▶ [Extracto de página]
== == ==
De hecho, esa pequeña obra de destrucción sucedió muchas veces. En aquel tiempo, los libros eran frágiles. Todos tenían, de partida, mayores probabilidades de desvanecerse que de permanecer. Su supervivencia dependía del azar, de los accidentes, del aprecio que sentían sus propietarios hacia ellos y, mucho más que hoy, de su materia prima. Eran objetos endebles, fabricados con materiales que se deterioraban, se rompían o se disgregaban. La invención del libro es la historia de una batalla contra el tiempo para mejorar los aspectos tangibles y prácticos —la duración, el precio, la resistencia, la ligereza— del soporte físico de los textos. Cada avance, por ínfimo que pudiera parecer, incrementaba la esperanza de vida de las palabras. 

La piedra es duradera, por supuesto. Los antiguos grabaron sus frases en  ella, como seguimos haciendo nosotros en esas placas, lápidas, bloques y pedestales que habitan en nuestras ciudades. Pero un libro solo metafóricamente puede ser de piedra. La piedra de Rosetta, con sus casi ochocientos kilos de peso, es un monumento y no un objeto. El libro debe ser portátil, debe favorecer la intimidad de quien escribe y lee, debe  acompañar a los lectores y caber en su equipaje.

El antepasado más cercano de los libros fueron las tablillas. He hablado ya de las tablillas de arcilla de Mesopotamia, que se extendieron por los actuales territorios de Siria, Irak, Irán, Jordania, Líbano, Israel, Turquía,  Creta y Grecia, y en algunas zonas siguieron en uso hasta comienzos de la era cristiana. Las tablillas se endurecían, como los adobes, secándolas al sol. Mojando la superficie, era posible borrar los trazos y escribir de nuevo. Rara vez se cocían en hornos, como los ladrillos, porque entonces la arcilla quedaba inutilizada para nuevos usos. Se guardaban, al resguardo de la

humedad, apiladas en estanterías de madera y también en cestas de mimbre y jarras. Eran baratas y ligeras, pero quebradizas.
== == ==
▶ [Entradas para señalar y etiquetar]
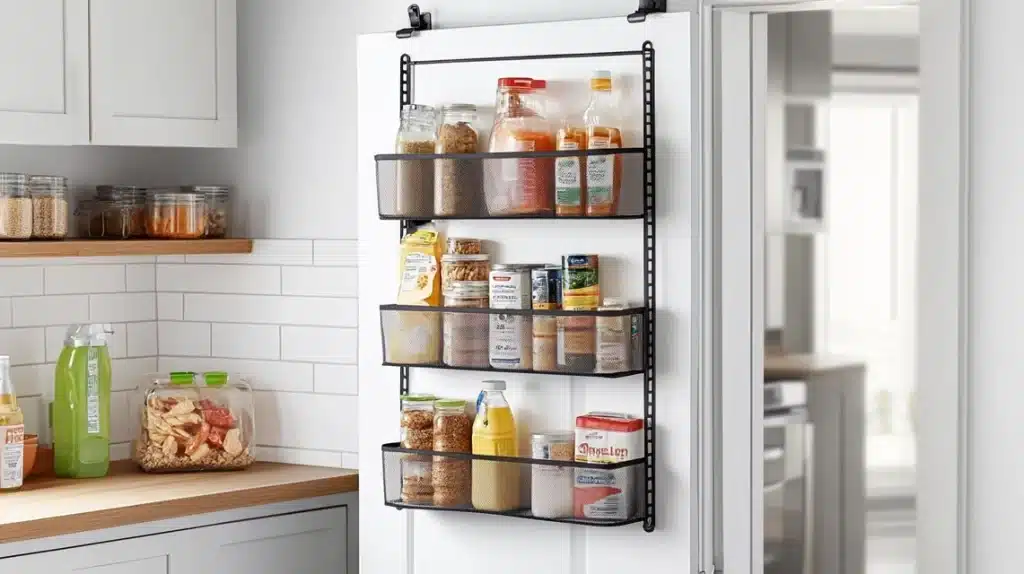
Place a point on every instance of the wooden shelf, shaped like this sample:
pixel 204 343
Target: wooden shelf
pixel 103 248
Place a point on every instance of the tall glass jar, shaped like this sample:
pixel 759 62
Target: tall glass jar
pixel 453 433
pixel 49 207
pixel 458 182
pixel 15 207
pixel 418 434
pixel 415 181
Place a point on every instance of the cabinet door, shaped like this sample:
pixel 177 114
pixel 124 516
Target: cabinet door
pixel 44 94
pixel 164 73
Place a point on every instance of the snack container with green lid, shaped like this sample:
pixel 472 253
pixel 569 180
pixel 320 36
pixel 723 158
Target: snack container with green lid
pixel 196 422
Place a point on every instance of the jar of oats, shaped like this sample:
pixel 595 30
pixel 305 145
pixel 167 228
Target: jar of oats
pixel 453 433
pixel 49 207
pixel 15 207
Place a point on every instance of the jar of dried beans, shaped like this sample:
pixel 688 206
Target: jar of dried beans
pixel 418 434
pixel 49 207
pixel 453 433
pixel 176 216
pixel 457 181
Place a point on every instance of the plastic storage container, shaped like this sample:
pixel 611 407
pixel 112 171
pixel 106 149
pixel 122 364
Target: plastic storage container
pixel 217 207
pixel 193 422
pixel 176 215
pixel 49 207
pixel 15 207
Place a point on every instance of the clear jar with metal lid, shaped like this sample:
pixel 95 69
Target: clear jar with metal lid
pixel 176 215
pixel 217 205
pixel 15 207
pixel 49 207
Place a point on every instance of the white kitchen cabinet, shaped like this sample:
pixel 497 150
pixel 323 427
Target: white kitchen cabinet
pixel 44 96
pixel 164 73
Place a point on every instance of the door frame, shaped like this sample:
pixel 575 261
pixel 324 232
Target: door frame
pixel 731 213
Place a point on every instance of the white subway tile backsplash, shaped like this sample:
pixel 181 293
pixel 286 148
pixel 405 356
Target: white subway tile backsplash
pixel 184 339
pixel 307 421
pixel 17 281
pixel 170 306
pixel 338 253
pixel 320 345
pixel 299 456
pixel 123 307
pixel 263 376
pixel 246 341
pixel 82 279
pixel 268 309
pixel 320 281
pixel 141 340
pixel 24 346
pixel 141 277
pixel 336 380
pixel 252 279
pixel 265 252
pixel 50 310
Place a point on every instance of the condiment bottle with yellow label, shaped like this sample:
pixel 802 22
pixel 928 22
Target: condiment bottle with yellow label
pixel 11 432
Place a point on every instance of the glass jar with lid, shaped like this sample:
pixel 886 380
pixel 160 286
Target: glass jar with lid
pixel 176 215
pixel 457 182
pixel 415 178
pixel 217 205
pixel 49 207
pixel 15 207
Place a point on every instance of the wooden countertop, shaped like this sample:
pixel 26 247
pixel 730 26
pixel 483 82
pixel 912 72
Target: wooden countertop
pixel 802 365
pixel 51 506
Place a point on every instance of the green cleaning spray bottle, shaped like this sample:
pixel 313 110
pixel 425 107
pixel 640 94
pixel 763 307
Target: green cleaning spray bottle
pixel 81 414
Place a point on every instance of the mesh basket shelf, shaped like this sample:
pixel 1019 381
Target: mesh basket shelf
pixel 499 185
pixel 539 489
pixel 541 342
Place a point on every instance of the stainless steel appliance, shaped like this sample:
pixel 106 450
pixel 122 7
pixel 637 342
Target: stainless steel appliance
pixel 787 484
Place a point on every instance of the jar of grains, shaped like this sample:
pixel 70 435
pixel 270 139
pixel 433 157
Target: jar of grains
pixel 49 207
pixel 415 178
pixel 15 207
pixel 465 335
pixel 453 433
pixel 458 182
pixel 417 433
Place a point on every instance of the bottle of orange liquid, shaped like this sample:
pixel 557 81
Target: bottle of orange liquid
pixel 604 173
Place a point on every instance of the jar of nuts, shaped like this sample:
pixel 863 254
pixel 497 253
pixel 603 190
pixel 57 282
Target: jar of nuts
pixel 418 434
pixel 15 207
pixel 49 207
pixel 463 268
pixel 453 433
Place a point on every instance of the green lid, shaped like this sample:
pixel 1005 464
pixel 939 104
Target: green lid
pixel 182 378
pixel 215 378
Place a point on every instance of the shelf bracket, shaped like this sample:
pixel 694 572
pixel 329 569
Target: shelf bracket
pixel 418 21
pixel 647 7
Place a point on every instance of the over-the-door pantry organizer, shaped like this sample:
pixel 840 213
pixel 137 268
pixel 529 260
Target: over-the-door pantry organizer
pixel 638 170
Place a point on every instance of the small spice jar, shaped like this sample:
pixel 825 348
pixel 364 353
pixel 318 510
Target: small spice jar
pixel 217 204
pixel 458 182
pixel 417 433
pixel 415 178
pixel 49 207
pixel 453 433
pixel 176 216
pixel 15 207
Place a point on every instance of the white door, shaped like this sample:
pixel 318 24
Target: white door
pixel 44 92
pixel 164 73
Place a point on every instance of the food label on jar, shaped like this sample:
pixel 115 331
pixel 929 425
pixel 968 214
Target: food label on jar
pixel 11 455
pixel 567 178
pixel 600 173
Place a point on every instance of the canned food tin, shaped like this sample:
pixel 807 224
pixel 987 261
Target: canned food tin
pixel 547 283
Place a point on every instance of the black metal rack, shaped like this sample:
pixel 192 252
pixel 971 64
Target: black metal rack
pixel 646 214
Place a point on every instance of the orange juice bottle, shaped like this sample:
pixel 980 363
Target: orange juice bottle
pixel 604 173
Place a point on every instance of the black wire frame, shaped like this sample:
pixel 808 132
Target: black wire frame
pixel 647 54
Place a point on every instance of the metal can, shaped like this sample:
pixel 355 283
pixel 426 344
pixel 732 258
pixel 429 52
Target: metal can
pixel 547 282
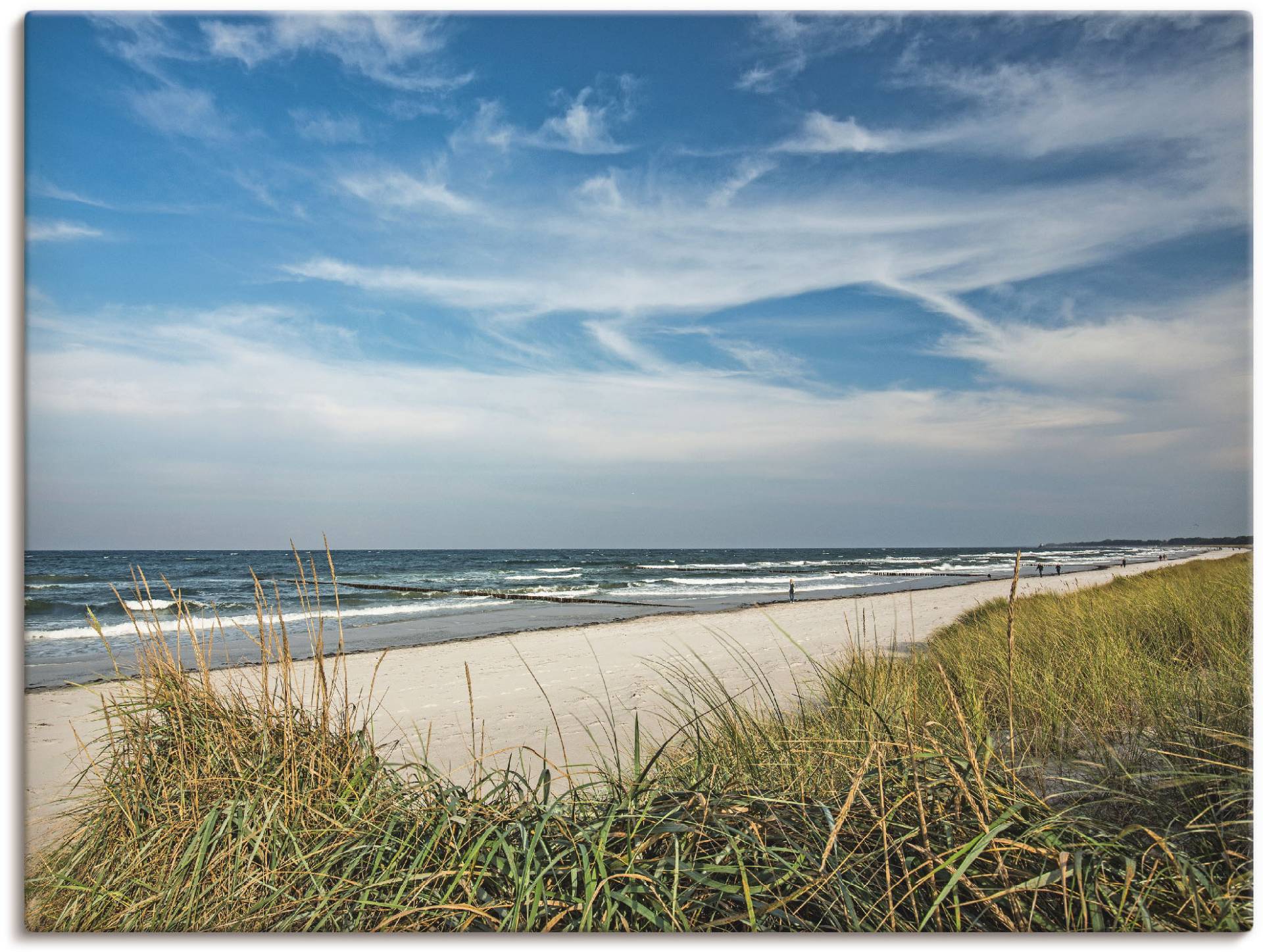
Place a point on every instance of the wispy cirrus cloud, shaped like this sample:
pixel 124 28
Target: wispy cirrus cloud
pixel 184 111
pixel 399 51
pixel 322 126
pixel 1031 111
pixel 585 124
pixel 60 230
pixel 395 189
pixel 785 43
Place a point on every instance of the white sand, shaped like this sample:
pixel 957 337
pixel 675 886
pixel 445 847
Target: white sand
pixel 424 691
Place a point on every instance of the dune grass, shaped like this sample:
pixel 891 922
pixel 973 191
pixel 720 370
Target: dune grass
pixel 900 795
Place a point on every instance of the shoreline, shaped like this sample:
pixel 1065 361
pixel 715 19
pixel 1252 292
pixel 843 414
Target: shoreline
pixel 378 637
pixel 424 695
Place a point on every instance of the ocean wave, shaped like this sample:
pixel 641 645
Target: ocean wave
pixel 205 623
pixel 745 591
pixel 757 580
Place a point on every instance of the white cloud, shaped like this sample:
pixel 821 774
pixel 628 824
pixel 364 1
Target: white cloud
pixel 786 43
pixel 395 49
pixel 397 189
pixel 1032 111
pixel 57 230
pixel 825 134
pixel 240 386
pixel 178 110
pixel 678 254
pixel 1187 349
pixel 584 126
pixel 747 171
pixel 603 191
pixel 322 126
== == ==
▶ [Qué hacer]
Según el extracto sobre los primeros soportes del libro, ¿por qué las tablillas de arcilla rara vez se cocían en hornos?

▶ [Respuesta final]
Porque al cocerlas la arcilla quedaba inutilizada para nuevos usos.